EXERCISE DETAILS: Going line by line through the records below, count those containing the word "outlines", then give only the count.

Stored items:
• • • • • • •

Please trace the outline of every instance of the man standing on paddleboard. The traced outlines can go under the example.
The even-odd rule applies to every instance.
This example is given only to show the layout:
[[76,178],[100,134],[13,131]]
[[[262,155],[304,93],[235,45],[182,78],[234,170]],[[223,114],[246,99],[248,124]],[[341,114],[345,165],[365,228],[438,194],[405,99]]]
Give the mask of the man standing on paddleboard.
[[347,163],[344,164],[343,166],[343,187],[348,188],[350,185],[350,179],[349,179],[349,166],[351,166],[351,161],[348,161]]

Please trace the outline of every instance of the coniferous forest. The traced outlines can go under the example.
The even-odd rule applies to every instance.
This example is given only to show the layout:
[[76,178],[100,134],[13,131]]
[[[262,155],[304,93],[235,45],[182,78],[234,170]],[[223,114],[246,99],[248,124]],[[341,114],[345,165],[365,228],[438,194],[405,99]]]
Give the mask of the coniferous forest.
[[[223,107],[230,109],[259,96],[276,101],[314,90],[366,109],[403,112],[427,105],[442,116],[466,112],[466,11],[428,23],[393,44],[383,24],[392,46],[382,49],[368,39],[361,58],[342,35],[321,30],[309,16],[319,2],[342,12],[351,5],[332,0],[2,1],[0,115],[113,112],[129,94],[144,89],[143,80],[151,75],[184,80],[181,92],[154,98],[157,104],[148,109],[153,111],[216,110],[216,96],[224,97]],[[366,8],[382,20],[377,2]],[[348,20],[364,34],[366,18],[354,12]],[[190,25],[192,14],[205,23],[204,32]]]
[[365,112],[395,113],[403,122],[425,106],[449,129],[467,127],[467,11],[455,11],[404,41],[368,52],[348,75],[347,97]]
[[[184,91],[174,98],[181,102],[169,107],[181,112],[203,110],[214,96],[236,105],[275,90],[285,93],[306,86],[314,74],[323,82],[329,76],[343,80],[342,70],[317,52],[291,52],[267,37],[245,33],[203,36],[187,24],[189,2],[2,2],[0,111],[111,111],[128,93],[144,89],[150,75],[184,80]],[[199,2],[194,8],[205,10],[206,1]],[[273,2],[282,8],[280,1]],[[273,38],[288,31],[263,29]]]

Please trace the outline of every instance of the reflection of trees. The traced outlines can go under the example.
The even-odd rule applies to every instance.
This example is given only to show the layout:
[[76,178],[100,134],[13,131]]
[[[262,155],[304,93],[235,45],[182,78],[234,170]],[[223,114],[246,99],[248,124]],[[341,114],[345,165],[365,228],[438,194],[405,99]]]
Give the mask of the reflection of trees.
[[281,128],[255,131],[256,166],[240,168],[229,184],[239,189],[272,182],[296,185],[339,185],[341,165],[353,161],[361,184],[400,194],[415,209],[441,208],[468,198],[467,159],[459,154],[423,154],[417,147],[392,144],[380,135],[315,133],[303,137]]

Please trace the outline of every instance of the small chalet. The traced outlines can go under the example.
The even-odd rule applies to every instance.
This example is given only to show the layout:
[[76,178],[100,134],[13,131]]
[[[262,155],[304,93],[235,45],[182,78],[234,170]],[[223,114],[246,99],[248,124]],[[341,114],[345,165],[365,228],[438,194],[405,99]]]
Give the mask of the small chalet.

• • • • • • •

REPLY TO THE TASK: 4